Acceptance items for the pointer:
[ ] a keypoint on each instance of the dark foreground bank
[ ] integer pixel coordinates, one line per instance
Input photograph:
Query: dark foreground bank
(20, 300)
───
Pull out every one of the lines above and reproduce them word for word.

▶ _Task output_
Acceptance items for the pointer:
[ ] a keypoint on each instance of the dark foreground bank
[ ] integer pixel coordinates, one line per instance
Input photograph:
Query: dark foreground bank
(20, 300)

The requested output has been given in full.